WHAT THE TASK ASKS: Show every line of the records that contains the string "navy".

MATERIAL PROVIDED:

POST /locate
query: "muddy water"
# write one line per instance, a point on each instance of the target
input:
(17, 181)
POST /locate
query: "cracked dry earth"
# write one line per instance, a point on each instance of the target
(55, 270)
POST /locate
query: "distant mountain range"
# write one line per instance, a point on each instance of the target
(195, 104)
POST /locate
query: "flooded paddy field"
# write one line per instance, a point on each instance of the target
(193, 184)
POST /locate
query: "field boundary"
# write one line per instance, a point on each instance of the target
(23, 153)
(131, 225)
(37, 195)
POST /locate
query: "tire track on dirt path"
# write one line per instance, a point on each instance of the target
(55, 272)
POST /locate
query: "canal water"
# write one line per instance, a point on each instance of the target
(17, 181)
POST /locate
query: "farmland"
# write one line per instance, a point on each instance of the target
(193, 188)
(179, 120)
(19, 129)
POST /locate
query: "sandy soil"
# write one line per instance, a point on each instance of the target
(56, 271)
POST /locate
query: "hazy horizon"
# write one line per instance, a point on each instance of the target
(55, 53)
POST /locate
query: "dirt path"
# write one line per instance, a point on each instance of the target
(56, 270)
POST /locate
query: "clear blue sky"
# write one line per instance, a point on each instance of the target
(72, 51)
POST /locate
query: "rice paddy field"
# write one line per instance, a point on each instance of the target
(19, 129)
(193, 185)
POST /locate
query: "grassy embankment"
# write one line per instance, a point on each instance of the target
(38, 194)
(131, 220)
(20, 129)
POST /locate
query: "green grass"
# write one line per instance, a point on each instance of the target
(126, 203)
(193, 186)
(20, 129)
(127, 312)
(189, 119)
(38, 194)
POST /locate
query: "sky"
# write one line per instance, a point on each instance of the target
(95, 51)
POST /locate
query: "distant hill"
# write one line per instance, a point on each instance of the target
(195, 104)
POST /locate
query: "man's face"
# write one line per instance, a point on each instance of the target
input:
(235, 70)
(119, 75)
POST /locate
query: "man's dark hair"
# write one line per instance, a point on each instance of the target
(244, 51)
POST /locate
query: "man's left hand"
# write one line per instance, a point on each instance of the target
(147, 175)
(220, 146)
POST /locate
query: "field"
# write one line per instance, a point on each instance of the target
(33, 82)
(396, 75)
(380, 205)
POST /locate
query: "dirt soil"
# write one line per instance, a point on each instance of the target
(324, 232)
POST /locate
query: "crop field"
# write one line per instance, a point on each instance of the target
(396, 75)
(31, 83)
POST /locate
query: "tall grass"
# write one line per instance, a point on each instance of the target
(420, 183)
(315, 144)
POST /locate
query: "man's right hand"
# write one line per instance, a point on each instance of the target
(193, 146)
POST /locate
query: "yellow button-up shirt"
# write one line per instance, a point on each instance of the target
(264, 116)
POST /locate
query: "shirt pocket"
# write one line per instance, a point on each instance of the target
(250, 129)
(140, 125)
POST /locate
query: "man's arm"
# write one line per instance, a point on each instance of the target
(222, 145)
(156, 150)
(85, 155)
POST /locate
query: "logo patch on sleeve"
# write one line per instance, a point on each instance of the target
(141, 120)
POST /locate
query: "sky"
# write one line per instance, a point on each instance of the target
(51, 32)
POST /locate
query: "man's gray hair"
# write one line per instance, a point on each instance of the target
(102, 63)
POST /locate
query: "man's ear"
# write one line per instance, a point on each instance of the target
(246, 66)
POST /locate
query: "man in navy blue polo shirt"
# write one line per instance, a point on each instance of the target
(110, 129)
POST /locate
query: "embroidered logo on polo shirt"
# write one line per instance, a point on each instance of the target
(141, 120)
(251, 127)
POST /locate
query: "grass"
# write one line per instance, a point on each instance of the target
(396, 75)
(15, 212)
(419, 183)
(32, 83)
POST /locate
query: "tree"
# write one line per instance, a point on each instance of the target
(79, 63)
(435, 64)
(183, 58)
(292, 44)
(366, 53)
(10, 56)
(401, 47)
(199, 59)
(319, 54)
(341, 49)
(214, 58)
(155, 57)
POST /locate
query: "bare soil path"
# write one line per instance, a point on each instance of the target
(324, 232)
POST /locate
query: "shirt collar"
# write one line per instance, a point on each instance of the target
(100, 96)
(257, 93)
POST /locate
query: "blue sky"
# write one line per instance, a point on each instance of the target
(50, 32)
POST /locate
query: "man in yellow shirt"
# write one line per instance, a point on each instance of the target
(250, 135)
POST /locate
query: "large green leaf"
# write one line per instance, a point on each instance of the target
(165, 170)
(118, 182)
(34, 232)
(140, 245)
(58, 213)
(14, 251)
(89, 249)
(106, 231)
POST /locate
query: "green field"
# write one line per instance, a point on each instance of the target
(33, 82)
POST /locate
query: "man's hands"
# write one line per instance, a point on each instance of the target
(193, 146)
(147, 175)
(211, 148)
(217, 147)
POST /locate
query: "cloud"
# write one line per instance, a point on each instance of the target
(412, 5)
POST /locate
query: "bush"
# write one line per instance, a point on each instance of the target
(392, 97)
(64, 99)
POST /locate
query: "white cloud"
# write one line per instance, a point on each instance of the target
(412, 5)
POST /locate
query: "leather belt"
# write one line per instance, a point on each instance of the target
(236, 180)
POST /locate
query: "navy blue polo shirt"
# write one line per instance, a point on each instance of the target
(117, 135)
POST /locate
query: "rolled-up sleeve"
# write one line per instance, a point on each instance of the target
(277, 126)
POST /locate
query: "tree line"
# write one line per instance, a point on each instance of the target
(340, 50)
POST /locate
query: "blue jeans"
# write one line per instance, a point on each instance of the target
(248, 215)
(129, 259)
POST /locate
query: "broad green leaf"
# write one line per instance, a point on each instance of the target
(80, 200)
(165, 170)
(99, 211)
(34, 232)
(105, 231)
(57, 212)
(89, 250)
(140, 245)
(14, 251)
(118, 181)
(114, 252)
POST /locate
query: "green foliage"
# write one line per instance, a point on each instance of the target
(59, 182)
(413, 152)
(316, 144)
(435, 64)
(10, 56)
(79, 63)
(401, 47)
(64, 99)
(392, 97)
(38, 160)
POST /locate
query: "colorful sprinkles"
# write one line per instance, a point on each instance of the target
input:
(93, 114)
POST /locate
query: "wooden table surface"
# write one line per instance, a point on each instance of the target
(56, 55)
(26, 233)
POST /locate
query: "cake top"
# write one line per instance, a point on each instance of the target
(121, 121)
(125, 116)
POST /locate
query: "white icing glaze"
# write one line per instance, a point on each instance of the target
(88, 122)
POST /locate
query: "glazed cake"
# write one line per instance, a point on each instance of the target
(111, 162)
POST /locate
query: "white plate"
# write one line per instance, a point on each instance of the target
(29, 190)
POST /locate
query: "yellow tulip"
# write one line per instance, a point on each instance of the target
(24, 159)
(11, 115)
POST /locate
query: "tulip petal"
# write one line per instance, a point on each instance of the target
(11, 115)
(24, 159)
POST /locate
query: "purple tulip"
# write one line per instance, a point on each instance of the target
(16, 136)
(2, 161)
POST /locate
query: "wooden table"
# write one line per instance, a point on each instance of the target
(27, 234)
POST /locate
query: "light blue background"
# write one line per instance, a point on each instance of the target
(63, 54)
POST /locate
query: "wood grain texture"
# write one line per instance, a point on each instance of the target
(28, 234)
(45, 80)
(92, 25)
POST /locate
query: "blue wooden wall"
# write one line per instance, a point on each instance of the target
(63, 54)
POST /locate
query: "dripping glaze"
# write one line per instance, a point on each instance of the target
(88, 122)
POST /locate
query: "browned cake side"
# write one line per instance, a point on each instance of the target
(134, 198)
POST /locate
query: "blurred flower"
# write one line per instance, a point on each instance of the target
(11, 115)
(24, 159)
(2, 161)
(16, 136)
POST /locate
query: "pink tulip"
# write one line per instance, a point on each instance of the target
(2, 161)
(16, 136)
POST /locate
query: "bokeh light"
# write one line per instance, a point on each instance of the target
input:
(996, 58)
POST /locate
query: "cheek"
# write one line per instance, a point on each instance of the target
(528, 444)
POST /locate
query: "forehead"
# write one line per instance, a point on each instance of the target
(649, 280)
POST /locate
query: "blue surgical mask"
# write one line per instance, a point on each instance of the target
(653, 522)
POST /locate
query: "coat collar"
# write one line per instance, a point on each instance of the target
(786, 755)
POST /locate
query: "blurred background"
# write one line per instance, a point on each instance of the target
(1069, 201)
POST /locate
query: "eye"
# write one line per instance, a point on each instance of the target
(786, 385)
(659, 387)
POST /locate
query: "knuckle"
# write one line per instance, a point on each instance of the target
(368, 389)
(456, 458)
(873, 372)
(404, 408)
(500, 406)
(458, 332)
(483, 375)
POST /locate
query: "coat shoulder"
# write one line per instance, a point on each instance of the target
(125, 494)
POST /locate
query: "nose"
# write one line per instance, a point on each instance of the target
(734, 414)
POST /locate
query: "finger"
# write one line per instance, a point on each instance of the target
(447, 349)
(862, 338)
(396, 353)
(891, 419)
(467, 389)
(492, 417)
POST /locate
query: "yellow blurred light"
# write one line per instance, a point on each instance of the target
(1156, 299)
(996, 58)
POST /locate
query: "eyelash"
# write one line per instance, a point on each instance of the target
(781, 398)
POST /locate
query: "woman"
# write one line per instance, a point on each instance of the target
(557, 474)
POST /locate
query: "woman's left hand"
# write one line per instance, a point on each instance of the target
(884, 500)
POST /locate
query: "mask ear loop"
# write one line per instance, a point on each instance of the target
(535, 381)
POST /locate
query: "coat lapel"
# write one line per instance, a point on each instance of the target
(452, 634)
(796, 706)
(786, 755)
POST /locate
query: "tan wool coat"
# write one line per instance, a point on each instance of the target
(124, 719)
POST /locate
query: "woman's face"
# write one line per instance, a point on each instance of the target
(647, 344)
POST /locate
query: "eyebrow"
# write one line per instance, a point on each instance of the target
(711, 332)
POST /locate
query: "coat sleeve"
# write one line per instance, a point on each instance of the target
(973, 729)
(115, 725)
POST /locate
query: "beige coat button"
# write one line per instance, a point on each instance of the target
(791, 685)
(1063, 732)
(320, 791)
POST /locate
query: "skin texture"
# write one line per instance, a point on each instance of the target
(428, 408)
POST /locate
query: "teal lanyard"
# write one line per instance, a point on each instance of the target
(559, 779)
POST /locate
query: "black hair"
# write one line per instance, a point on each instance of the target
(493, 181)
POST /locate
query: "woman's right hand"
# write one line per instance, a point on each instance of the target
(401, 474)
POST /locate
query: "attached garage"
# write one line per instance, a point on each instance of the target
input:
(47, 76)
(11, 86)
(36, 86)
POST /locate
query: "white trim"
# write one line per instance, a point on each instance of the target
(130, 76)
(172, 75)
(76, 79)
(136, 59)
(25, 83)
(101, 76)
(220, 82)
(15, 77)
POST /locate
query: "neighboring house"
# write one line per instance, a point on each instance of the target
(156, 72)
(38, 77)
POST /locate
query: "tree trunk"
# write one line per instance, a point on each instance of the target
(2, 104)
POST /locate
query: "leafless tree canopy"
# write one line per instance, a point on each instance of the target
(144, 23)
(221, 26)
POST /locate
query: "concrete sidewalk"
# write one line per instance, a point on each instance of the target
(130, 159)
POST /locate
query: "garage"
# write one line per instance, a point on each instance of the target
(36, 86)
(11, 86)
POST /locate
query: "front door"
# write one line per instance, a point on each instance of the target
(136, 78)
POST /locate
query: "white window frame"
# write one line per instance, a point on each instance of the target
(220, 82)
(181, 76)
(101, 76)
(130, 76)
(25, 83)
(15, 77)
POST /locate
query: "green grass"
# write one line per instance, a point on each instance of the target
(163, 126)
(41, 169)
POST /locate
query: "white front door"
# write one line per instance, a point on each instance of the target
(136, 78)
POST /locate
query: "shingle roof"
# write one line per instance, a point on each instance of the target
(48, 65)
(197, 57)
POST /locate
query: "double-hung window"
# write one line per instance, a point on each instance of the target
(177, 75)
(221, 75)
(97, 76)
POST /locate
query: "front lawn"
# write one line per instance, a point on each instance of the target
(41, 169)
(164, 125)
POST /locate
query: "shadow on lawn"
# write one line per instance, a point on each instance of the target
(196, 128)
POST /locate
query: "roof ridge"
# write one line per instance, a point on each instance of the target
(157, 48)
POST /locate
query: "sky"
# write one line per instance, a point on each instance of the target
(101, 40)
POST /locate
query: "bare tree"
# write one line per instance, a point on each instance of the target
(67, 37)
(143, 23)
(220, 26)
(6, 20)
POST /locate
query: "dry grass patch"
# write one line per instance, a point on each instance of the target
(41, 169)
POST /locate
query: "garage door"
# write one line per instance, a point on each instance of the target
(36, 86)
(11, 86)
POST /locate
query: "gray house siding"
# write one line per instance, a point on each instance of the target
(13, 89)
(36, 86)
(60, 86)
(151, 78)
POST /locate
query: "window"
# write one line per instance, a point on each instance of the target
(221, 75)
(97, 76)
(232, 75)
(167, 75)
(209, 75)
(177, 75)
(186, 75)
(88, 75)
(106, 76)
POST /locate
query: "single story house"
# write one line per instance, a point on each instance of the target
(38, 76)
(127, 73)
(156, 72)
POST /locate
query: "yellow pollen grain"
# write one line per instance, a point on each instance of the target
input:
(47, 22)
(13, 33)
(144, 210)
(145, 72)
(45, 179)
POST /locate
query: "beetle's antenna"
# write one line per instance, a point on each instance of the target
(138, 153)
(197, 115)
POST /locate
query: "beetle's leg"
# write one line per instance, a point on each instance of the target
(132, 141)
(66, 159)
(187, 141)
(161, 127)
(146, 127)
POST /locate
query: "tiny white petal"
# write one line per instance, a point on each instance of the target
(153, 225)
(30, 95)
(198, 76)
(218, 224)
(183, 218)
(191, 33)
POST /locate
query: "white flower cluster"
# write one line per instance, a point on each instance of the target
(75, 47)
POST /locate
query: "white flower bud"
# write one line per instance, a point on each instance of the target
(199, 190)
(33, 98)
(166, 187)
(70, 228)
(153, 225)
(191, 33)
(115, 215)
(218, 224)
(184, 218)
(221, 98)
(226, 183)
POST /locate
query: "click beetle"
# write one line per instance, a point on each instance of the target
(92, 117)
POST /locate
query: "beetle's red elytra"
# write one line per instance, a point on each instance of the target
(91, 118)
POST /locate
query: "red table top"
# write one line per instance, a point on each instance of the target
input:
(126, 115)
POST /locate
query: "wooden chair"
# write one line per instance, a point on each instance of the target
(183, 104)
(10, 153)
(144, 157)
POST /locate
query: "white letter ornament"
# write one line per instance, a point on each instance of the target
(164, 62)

WRITTEN REPLY:
query: "man in navy blue polo shirt"
query: "navy blue polo shirt"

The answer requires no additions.